(DIRECTIONS FOR THIS TASK): Please output the full listing, character for character.

(INFORMATION):
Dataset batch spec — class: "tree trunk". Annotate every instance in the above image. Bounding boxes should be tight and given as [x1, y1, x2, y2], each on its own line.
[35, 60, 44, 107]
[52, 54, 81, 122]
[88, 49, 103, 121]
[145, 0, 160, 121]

(SOLUTION TO THE PROBLEM):
Dataset batch spec — class: "tree trunk". Annotate every instance in the above image. Bounding boxes should be tight and given as [x1, y1, x2, y2], each on its own line.
[35, 60, 44, 107]
[52, 54, 81, 122]
[88, 49, 103, 121]
[145, 0, 160, 121]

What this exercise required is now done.